ASSIGNMENT >> A single figure is required: the number of lines in the data below that hold the word "field".
─── RECORDS FOR THIS TASK ───
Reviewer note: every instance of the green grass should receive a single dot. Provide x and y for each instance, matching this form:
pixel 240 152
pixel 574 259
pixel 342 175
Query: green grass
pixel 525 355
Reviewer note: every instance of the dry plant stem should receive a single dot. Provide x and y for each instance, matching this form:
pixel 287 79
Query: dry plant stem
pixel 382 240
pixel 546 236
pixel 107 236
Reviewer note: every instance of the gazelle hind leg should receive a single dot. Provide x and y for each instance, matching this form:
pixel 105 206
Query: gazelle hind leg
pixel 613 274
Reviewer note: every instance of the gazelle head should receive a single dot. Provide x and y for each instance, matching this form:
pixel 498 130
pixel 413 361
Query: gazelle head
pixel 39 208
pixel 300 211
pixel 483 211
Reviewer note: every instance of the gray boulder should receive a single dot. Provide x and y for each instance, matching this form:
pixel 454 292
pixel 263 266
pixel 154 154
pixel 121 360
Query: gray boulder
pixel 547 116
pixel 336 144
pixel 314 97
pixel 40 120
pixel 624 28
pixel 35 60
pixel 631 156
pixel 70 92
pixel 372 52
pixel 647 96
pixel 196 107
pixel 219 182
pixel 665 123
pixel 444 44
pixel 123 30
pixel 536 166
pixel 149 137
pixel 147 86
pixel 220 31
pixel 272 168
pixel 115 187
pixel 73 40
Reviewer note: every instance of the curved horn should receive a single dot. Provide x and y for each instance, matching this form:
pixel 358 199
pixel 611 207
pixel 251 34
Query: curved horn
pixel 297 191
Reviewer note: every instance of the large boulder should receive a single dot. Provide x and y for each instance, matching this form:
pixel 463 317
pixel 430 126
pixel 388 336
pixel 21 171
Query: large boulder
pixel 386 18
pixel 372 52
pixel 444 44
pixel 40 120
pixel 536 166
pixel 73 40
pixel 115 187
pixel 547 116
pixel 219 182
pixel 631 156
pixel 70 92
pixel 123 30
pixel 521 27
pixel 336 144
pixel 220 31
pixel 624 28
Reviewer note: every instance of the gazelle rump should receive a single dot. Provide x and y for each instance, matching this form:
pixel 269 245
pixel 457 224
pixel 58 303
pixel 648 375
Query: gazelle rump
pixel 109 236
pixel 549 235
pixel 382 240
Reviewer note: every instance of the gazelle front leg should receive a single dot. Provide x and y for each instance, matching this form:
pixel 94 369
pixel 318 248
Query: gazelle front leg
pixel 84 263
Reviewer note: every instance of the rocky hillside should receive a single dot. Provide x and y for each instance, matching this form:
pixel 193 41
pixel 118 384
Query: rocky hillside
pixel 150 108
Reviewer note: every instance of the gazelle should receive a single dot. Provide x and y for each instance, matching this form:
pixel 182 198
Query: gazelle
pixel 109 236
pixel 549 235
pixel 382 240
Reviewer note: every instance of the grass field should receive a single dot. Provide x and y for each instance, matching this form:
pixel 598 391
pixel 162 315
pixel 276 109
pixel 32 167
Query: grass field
───
OUTPUT >> 2